> _Enunciado a_
¿Cuántas líneas del listado contienen la cadena "tire"? Distingue entre mayúsculas y minúsculas y responde solo con el número.

Dos semanas después de iniciado mi proceso para obtener el certificado digital, en las cimas de la desesperación (que diría Cioran), entendí que aquello ya lo había vivido e instantáneamente mi cabeza desbloqueó un recuerdo de la infancia. Fue en mil novecientos lo que sea, en una Feria de Abril, en la zona de los cacharritos. 

Yo, muy pequeño, acababa de entrar con fe suicida en la Galería de los Espejos; desde fuera, mi padre observaba la jugada, sobrestimando mis capacidades, como suelen hacer quienes nos han parido. Un par de minutos después, cuando ya había estampado copiosamente mi frente contra los espejos, a punto ya de pasar de chichón a brecha y de ahí, a desvanecimiento, mi padre entró y me enseñó la salida. 

Tal vez porque estaba en deuda conmigo desde aquella Feria de mil novecientos lo que sea, mi padre se tomó como propia mi lucha contra la Administración digital. A sus 70 años, se echó el muerto a la espalda y, padre coraje, me sacó las castañas del fuego. 

A pesar de que se me presuponen mayores competencias digitales que a mi progenitor, no van por ahí los tiros en este caso. Lo que nos diferencia a ambos es una cuestión de actitud, optimismo y paciencia. Y en la Administración 3.0 gana el que resiste, como decía Cela de España en general. Mi padre, con menos tiempo por delante, siempre tuvo más tiempo que dedicar a cada cosa. La paciencia es la maña del intelecto y yo sólo funciono a cortos demarrajes.

Entradas para localizar objetos nombrados

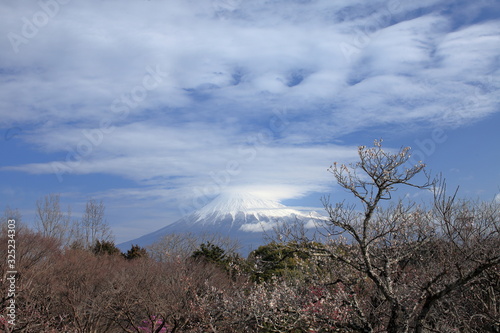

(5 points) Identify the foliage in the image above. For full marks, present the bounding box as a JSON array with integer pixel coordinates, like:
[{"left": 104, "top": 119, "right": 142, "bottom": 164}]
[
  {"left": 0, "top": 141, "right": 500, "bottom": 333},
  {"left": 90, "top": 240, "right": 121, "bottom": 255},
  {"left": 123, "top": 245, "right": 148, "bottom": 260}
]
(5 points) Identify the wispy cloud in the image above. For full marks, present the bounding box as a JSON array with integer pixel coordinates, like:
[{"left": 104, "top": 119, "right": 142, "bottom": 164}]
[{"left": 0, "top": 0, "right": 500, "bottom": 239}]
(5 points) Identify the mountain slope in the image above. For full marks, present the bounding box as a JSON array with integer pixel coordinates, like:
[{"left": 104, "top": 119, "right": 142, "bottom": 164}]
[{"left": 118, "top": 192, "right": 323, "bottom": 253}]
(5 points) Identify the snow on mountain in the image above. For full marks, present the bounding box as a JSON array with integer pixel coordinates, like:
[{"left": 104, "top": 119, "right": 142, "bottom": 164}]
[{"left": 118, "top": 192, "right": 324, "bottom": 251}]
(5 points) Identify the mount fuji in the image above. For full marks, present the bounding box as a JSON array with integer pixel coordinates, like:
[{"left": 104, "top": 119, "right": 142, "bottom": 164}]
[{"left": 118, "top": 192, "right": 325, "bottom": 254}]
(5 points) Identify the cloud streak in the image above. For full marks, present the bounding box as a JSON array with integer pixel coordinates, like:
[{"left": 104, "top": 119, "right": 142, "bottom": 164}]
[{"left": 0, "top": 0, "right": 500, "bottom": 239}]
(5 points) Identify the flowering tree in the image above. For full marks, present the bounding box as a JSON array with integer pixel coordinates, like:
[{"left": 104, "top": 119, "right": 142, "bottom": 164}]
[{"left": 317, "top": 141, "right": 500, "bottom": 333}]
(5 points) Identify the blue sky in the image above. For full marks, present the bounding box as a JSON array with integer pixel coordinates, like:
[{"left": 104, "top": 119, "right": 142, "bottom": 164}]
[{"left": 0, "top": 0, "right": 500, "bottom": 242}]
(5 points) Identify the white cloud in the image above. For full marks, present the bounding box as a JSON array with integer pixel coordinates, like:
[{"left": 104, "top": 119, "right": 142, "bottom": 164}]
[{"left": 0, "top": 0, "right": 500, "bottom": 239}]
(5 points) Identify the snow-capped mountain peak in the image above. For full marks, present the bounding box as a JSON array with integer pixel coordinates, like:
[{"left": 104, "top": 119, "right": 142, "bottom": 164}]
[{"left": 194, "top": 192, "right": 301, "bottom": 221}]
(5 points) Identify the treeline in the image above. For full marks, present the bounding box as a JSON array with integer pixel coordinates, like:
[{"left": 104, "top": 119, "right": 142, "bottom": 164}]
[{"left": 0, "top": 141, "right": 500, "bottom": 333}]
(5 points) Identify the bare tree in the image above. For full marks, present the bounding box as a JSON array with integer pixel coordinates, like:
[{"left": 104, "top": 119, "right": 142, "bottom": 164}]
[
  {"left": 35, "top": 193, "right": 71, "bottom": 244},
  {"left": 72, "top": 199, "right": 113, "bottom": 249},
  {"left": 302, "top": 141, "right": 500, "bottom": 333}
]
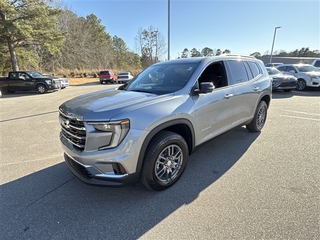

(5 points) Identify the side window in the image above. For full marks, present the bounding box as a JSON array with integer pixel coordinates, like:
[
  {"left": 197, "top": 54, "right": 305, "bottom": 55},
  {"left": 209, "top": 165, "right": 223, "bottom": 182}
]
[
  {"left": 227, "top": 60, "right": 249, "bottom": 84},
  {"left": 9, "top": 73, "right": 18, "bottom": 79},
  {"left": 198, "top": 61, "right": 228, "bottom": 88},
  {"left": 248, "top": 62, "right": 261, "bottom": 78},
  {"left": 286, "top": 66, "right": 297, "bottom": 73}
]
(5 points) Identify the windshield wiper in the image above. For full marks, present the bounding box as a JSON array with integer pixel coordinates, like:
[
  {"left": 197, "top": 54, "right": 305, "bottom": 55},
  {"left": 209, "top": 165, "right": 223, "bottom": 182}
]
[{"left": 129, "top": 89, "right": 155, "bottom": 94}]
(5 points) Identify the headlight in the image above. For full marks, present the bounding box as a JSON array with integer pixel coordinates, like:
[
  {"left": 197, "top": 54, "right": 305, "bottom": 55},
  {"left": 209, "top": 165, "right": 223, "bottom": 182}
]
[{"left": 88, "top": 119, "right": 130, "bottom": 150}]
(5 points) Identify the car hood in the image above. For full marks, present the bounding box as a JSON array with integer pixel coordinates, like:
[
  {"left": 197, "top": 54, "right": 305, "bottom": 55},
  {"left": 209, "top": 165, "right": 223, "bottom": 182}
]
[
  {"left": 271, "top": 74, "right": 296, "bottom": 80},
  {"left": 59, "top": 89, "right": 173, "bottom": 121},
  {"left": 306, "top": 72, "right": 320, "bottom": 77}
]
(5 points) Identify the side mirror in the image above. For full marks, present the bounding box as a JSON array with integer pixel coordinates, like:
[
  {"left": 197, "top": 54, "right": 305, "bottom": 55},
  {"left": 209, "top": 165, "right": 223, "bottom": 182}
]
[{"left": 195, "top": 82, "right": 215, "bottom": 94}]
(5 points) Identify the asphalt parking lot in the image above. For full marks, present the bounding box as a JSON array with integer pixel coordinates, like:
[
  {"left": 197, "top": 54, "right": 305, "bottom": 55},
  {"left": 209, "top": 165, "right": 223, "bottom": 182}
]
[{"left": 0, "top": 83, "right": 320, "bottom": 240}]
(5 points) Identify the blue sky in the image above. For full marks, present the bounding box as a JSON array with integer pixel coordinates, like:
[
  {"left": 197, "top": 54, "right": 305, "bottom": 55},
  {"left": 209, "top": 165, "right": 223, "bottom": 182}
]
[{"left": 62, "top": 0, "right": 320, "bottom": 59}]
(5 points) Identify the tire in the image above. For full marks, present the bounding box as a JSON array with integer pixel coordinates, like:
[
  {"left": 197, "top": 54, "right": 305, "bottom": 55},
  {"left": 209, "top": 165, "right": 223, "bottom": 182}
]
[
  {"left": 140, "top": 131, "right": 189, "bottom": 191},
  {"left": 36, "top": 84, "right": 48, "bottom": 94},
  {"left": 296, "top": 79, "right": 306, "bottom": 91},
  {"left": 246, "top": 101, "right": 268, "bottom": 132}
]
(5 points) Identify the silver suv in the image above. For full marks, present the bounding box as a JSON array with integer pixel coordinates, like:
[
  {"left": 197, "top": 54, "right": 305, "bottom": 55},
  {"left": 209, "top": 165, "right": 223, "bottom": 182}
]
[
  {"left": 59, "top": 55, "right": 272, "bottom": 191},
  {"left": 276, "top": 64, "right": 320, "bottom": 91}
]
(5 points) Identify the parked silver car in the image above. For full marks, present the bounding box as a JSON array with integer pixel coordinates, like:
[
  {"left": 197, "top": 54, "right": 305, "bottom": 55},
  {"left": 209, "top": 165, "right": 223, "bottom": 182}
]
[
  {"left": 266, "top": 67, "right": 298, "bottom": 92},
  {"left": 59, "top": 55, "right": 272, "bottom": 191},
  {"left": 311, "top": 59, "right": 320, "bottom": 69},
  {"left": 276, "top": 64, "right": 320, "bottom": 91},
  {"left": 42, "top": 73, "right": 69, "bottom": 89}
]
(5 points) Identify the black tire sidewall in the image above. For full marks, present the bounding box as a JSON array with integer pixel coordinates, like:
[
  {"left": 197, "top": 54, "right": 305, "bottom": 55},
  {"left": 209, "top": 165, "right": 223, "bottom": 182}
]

> _Enunciado b_
Prosigue el texto sobre el certificado digital a partir de su última frase.

> _Resultado a_
2

> _Resultado b_
Es probable que el DNIe, la cl@ve y toda la pesca hayan sido pensadas para desbravar al ciudadano, para aleccionarlo en la resignación. Una suerte de mecanismo de control por anulación de la voluntad. Es también una manera bastante intuitiva de entender quién manda: aquí el estúpido es usted, no el Estado. El Estado, de hecho, es infalible, como lo son las rocas, que no tienen la culpa de que te golpees contra ellas. 

Desde que obtuve el certificado digital, todo va como la seda, incluso noto más seguros mis pasos. Sin embargo, de noche, me despierto envuelto en sudor porque en pesadillas he perdido mis privilegios de acceso. A veces me han dado las 7:00 h rehaciendo en mi cabeza los pasos que siguió mi padre, buscando el camino de baldosas amarillas, de nuevo la salida en la Galería de Espejos.